Pairs trading on Indian equities works best when two correlated names diverge from their historical relationship. alphabench's Quant agent can find candidate pairs, estimate dynamic hedge ratios, and backtest a Z-score-based mean-reversion strategy in one conversation.
1. Pick (or discover) a pair
You can either name the pair directly or ask the Researcher agent to find one:
"Find me 5 NSE pairs of large-cap banking stocks with high cointegration over the last 3 years."
For a known pair:
"Backtest a pairs strategy on HDFCBANK and ICICIBANK."
2. Configure the spread
The Quant agent computes the spread as A - β * B where β is the hedge ratio. By
default, β is estimated by rolling OLS regression over a 60-day window, so the hedge is
dynamic — it adapts as the relationship between the two stocks evolves.
"Use a 90-day rolling window for the hedge ratio estimate. Enter long when Z-score
< -2, short when Z > 2, exit when |Z| < 0.5."
3. Run the backtest
The agent calls backtest_pairs with:
- Pair: HDFCBANK / ICICIBANK
- Hedge window: 90 days
- Entry/exit thresholds: ±2 / ±0.5
- Position sizing: equal notional on each leg
You'll get the standard metrics (Sharpe, CAGR, max DD, win rate) plus pairs-specific diagnostics:
- Average holding period — pairs trades should mean-revert in days, not months
- Hedge ratio drift chart — flat is good, drifting is dangerous
- Z-score distribution — should look approximately normal
4. Sanity-check the cointegration
Before trusting any pairs result, ask:
"Run a Monte Carlo test with 1000 simulations and a walk-forward test on this pair."

§

## REQUIRED WORK
a. In the pairs trading guide, why is the default hedge ratio described as dynamic?
b. Write the next part of the pairs trading guide, picking up after its final line.

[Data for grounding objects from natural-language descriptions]

§

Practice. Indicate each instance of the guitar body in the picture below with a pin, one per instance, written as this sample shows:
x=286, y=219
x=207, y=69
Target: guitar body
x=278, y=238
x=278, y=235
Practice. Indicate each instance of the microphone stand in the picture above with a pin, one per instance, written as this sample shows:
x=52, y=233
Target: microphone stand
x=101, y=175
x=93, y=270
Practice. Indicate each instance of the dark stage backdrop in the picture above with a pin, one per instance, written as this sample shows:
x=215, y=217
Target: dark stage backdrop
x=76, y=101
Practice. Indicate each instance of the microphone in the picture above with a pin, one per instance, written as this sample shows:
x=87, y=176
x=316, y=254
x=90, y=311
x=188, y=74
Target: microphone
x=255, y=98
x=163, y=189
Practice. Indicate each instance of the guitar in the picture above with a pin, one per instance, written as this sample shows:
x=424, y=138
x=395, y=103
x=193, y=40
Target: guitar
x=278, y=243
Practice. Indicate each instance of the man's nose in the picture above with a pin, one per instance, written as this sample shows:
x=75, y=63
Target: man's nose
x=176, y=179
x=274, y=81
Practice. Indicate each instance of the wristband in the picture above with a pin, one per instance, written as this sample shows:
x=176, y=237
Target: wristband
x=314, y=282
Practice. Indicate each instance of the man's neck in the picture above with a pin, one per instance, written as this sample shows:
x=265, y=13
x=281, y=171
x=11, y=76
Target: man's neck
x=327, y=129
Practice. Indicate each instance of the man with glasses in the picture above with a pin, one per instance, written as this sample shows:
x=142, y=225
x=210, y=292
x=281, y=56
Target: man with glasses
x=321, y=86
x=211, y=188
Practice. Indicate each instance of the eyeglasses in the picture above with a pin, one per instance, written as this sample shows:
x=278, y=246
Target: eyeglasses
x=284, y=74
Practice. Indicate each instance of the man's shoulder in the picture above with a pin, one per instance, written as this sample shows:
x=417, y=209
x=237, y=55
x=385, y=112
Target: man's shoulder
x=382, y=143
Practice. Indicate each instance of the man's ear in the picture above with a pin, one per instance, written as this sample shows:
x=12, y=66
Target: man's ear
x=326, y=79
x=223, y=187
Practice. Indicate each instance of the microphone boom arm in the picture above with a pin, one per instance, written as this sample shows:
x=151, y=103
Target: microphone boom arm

§

## ANSWERS IN ORDER
a. By default, β is estimated by rolling OLS regression over a 60-day window. Because of that, the hedge adapts as the relationship between the two stocks evolves.

b.
The Quant agent calls monte_carlo_test and walk_forward_test. If walk-forward Sharpe
collapses below 0.5, the relationship was probably spurious or has decayed.
5. Common pitfalls
- Single-pair strategies fail: trade a basket of 5–10 pairs to diversify away pair-specific blow-ups.
- Hedge ratio instability: if β swings wildly across the rolling window, the relationship isn't stable enough for pairs trading.
- Capital intensity: each pair needs notional on both legs, so capital efficiency is roughly half of a directional strategy. Account for this in position sizing.
6. Next: deploy to paper trading
Once the strategy validates, deploy it to the paper trading engine through the UI for live tick-level testing before risking capital.